(Stored dataset items)
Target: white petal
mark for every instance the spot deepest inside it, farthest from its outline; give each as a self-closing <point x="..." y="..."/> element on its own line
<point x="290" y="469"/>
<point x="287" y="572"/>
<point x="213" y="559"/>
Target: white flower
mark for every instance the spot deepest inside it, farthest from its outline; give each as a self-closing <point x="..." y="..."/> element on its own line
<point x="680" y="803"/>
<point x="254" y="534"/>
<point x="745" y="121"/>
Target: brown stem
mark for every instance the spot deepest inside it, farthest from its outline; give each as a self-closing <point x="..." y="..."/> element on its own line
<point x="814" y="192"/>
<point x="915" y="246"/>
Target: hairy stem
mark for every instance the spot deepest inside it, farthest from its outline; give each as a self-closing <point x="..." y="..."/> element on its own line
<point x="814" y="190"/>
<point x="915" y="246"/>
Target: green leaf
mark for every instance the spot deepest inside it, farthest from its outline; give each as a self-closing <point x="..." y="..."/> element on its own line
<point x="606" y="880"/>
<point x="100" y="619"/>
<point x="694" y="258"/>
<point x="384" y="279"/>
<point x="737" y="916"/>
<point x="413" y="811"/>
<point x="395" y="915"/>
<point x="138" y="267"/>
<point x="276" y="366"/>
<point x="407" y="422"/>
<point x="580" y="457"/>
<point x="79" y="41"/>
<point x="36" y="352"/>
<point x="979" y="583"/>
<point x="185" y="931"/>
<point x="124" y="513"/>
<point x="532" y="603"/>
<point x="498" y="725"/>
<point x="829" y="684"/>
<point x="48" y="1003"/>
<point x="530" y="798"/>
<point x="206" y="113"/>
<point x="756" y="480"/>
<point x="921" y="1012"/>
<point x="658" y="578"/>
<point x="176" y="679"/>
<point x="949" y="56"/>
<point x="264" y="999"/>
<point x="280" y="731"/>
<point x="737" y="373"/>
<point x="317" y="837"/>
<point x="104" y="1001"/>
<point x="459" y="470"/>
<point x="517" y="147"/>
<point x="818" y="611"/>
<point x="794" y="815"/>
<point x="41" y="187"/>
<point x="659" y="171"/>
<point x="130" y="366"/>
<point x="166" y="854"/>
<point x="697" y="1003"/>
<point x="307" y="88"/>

WHAT YOU SHOULD DO » Retype all of the entries precisely as they are.

OUTPUT OF THE TASK »
Target: white petal
mark for every instance the spot deepest inside it, farthest from its outline; give each as a self-closing <point x="..." y="..."/> element on its own line
<point x="290" y="469"/>
<point x="287" y="572"/>
<point x="213" y="559"/>
Target: white flower
mark for every instance the spot deepest inside it, farthest from its outline; give each as a self-closing <point x="..." y="..."/> element on its own line
<point x="680" y="803"/>
<point x="254" y="534"/>
<point x="745" y="121"/>
Target: brown stem
mark for every instance the spot deepest inside it, farthest from its outline; give each as a self-closing <point x="..." y="..."/> element on its own line
<point x="814" y="192"/>
<point x="915" y="246"/>
Target: hairy stem
mark for every instance the spot deepest inside it, farthest from its outline; give each as a self-closing <point x="..." y="..."/> element on its own line
<point x="814" y="190"/>
<point x="915" y="246"/>
Target: green leaf
mark for every instance the spot deepest inside it, farthest from its outline; give each as a self-closing <point x="..." y="..."/> element on its own line
<point x="606" y="880"/>
<point x="100" y="619"/>
<point x="694" y="258"/>
<point x="384" y="279"/>
<point x="737" y="916"/>
<point x="413" y="811"/>
<point x="395" y="915"/>
<point x="138" y="267"/>
<point x="276" y="366"/>
<point x="407" y="422"/>
<point x="580" y="457"/>
<point x="79" y="41"/>
<point x="36" y="352"/>
<point x="979" y="583"/>
<point x="185" y="931"/>
<point x="124" y="513"/>
<point x="532" y="603"/>
<point x="498" y="725"/>
<point x="829" y="684"/>
<point x="48" y="1003"/>
<point x="530" y="798"/>
<point x="206" y="113"/>
<point x="756" y="480"/>
<point x="921" y="1012"/>
<point x="658" y="578"/>
<point x="176" y="679"/>
<point x="949" y="56"/>
<point x="264" y="999"/>
<point x="280" y="731"/>
<point x="737" y="373"/>
<point x="317" y="837"/>
<point x="104" y="1001"/>
<point x="459" y="470"/>
<point x="517" y="147"/>
<point x="818" y="611"/>
<point x="794" y="815"/>
<point x="41" y="187"/>
<point x="659" y="171"/>
<point x="130" y="366"/>
<point x="166" y="854"/>
<point x="697" y="1003"/>
<point x="307" y="88"/>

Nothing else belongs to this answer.